Items drawn from a data source:

---

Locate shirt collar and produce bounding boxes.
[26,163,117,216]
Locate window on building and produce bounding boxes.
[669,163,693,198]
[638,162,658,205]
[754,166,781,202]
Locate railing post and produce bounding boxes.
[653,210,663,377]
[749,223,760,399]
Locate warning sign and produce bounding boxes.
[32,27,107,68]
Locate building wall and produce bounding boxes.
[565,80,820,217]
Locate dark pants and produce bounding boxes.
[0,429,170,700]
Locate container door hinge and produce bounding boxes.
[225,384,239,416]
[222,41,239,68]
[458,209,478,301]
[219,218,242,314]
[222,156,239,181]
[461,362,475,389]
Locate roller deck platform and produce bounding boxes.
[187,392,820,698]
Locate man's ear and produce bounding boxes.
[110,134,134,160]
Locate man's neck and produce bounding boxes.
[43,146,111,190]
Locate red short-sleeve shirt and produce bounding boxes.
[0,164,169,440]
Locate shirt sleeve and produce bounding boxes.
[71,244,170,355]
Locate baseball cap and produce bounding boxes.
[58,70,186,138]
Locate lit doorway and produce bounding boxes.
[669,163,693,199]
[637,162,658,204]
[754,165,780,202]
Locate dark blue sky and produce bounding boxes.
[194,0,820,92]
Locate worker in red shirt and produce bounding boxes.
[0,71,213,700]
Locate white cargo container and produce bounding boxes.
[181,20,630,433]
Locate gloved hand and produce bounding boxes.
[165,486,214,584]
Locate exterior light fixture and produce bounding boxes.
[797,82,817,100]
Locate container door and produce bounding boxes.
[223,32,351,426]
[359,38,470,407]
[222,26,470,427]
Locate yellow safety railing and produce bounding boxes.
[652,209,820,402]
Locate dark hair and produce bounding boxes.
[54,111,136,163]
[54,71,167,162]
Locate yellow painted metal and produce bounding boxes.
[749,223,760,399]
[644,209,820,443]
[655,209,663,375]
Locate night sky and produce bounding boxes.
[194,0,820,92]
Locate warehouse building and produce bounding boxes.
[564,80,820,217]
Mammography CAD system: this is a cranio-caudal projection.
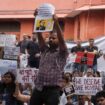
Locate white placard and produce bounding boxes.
[38,3,55,16]
[75,77,102,95]
[17,68,39,83]
[34,16,54,32]
[20,54,28,68]
[4,46,20,59]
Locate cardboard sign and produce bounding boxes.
[3,47,20,60]
[64,85,75,96]
[17,68,39,83]
[75,52,84,63]
[75,52,95,66]
[0,34,16,47]
[87,53,95,66]
[34,16,54,32]
[74,77,102,95]
[20,54,28,68]
[0,59,17,69]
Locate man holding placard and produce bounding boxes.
[30,4,68,105]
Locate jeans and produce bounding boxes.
[29,87,60,105]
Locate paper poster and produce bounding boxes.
[0,59,17,69]
[34,16,54,32]
[3,46,20,60]
[20,54,28,68]
[64,85,75,96]
[17,68,39,83]
[0,34,16,47]
[74,77,102,95]
[38,3,55,16]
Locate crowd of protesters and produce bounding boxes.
[0,12,105,105]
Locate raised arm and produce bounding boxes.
[37,32,46,50]
[54,15,67,51]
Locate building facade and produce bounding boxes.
[0,0,105,40]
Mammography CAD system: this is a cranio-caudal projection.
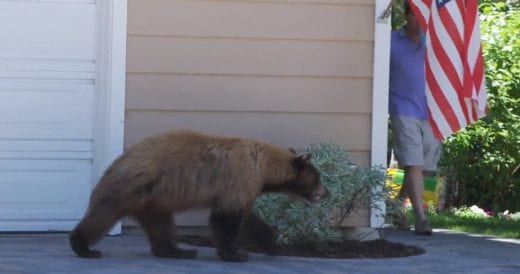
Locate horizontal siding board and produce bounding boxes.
[126,74,371,113]
[128,0,374,41]
[127,36,372,77]
[125,111,370,151]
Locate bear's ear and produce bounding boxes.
[293,154,312,169]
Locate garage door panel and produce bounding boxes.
[0,83,94,139]
[0,0,99,231]
[0,159,91,220]
[0,1,96,60]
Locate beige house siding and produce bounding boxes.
[125,0,375,227]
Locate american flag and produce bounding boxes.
[409,0,487,140]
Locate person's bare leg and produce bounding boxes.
[404,166,426,222]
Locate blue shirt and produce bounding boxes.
[389,29,428,119]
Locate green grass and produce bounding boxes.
[408,209,520,239]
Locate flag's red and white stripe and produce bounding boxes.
[409,0,487,139]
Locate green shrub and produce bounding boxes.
[254,144,387,244]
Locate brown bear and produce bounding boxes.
[69,130,328,261]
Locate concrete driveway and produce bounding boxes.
[0,230,520,274]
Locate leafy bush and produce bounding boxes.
[440,1,520,212]
[254,144,387,244]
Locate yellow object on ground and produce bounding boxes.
[386,168,444,207]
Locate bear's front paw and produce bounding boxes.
[217,248,249,262]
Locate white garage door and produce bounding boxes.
[0,0,99,231]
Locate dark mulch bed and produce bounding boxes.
[179,235,425,258]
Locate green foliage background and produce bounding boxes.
[440,1,520,211]
[392,0,520,211]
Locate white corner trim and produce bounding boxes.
[92,0,128,235]
[370,0,391,228]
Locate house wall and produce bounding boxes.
[125,0,375,227]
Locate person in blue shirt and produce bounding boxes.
[389,1,441,235]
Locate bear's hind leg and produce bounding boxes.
[135,212,197,259]
[209,210,249,262]
[69,208,119,258]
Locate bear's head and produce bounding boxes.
[262,154,330,202]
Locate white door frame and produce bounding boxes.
[370,0,391,228]
[92,0,128,235]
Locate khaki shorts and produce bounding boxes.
[390,116,441,171]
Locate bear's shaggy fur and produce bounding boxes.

---

**EXERCISE DESCRIPTION:** Copy every line of the material above word for word, leaving out the pictures.

**RESPONSE TO THIS TASK:**
Locate shirt collar and produce bounding boxes.
[26,163,117,216]
Locate window on building and produce bounding boxes.
[669,163,693,198]
[638,162,658,205]
[754,166,781,202]
Locate railing post and produce bounding boxes.
[653,210,663,377]
[749,223,760,399]
Locate warning sign and produce bounding boxes.
[32,27,107,68]
Locate building wall and produce bounding boxes.
[565,80,820,217]
Locate dark pants and produce bounding boxes.
[0,429,170,700]
Locate container door hinge and produce bounding boxes.
[225,384,239,416]
[222,41,239,68]
[458,209,478,301]
[219,218,242,314]
[222,156,239,181]
[461,362,475,389]
Locate roller deck platform and produce bounding boxes.
[187,392,820,698]
Locate man's ear and produce bounding boxes.
[110,134,134,160]
Locate man's neck and produce bounding boxes.
[43,146,111,190]
Locate red short-sleeve shirt and produce bounding boxes.
[0,164,169,440]
Locate shirt sleeve and produce bounding boxes.
[71,244,170,355]
Locate baseball cap and produce bounding boxes.
[58,70,186,138]
Locate lit doorway and produce bounding boxes.
[669,163,693,199]
[637,162,658,204]
[754,165,780,202]
Locate dark blue sky and produce bounding boxes.
[194,0,820,92]
Locate worker in red shirt and produce bounding boxes.
[0,71,213,700]
Locate white cargo container and produce bounding boxes.
[181,20,630,433]
Locate gloved hand and produce bounding boxes.
[165,486,214,584]
Locate exterior light fixture and produce bounding boxes.
[797,82,817,100]
Locate container door and produce bounding boxes.
[223,32,351,426]
[359,38,470,407]
[222,26,470,427]
Locate yellow safety railing and produce bounding boxes.
[652,209,820,402]
Locate dark hair and produce bounding boxes.
[54,111,136,163]
[54,71,167,162]
Locate yellow painted metal and produce bounding boxes.
[749,223,760,399]
[644,209,820,443]
[655,209,663,375]
Locate night sky and produce bounding boxes.
[194,0,820,92]
Locate warehouse building and produce bounding boxes.
[564,80,820,217]
Mammography CAD system: this is a cranio-caudal projection.
Locate white placard and produce bounding boxes.
[38,3,55,16]
[75,77,102,95]
[17,68,39,83]
[34,16,54,32]
[20,54,28,68]
[4,46,20,59]
Locate cardboard sign and produce bounding boxes.
[3,47,20,60]
[64,85,75,96]
[17,68,39,83]
[75,52,84,63]
[75,52,95,66]
[0,34,16,47]
[87,53,95,66]
[34,16,54,32]
[74,77,102,95]
[20,54,28,68]
[0,59,17,69]
Locate man holding placard and produce bounding boxes.
[30,4,68,105]
Locate jeans and produce bounding boxes.
[29,87,60,105]
Locate paper poster and produce bounding boxes.
[0,59,17,69]
[34,16,54,32]
[3,46,20,60]
[20,54,28,68]
[64,85,75,96]
[17,68,39,83]
[0,34,16,47]
[74,77,102,95]
[38,3,55,16]
Locate crowd of protesters and produce bounding boxes.
[0,12,105,105]
Locate raised arm and produce bounding boxes.
[37,32,46,50]
[54,15,67,51]
Locate building facade and produce bounding boxes.
[0,0,105,40]
Mammography CAD system: this is a cranio-caudal projection.
Locate horizontal siding board and produce bounding boxes.
[126,74,371,113]
[128,0,374,41]
[127,36,372,77]
[125,111,370,151]
Locate bear's ear and produce bounding boxes.
[293,154,312,169]
Locate garage door panel and produce bounding boxes.
[0,83,94,139]
[0,0,99,231]
[0,159,91,220]
[0,1,96,60]
Locate beige house siding and produce bounding boxes.
[125,0,375,227]
Locate american flag and produce bounding boxes.
[409,0,487,140]
Locate person's bare leg and produce bounding boxes.
[404,166,426,222]
Locate blue shirt and produce bounding boxes.
[389,29,428,119]
Locate green grass and produce bounding boxes.
[408,209,520,239]
Locate flag's red and white stripe and produce bounding boxes.
[409,0,487,139]
Locate green shrub and produce bounding boxes.
[254,144,387,244]
Locate brown bear and produce bounding boxes.
[69,130,328,261]
Locate concrete driveway and produce bounding boxes.
[0,230,520,274]
Locate leafy bush and produce bounding boxes.
[440,1,520,212]
[254,144,387,244]
Locate yellow object on ground and produce bounding boxes.
[386,168,444,207]
Locate bear's front paw and produce bounding boxes.
[217,248,249,262]
Locate white garage door and produce bounding boxes.
[0,0,99,231]
Locate dark mulch bed and produce bounding boxes.
[179,235,425,258]
Locate green foliage background and produce bounding boxes.
[440,1,520,211]
[392,0,520,211]
Locate white corner trim and produce bounding boxes.
[92,0,128,235]
[370,0,391,228]
Locate house wall and produce bounding boxes.
[125,0,375,227]
Locate person in blue shirt and produce bounding boxes.
[389,1,441,235]
Locate bear's hind leg and produce bounding boxes.
[135,212,197,259]
[209,210,249,262]
[69,208,119,258]
Locate bear's head and produce bounding boxes.
[262,154,330,202]
Locate white door frame and produce bounding boxes.
[370,0,391,228]
[92,0,128,235]
Locate khaki shorts and produce bounding boxes.
[390,116,441,171]
Locate bear's shaggy fur and produce bounding boxes.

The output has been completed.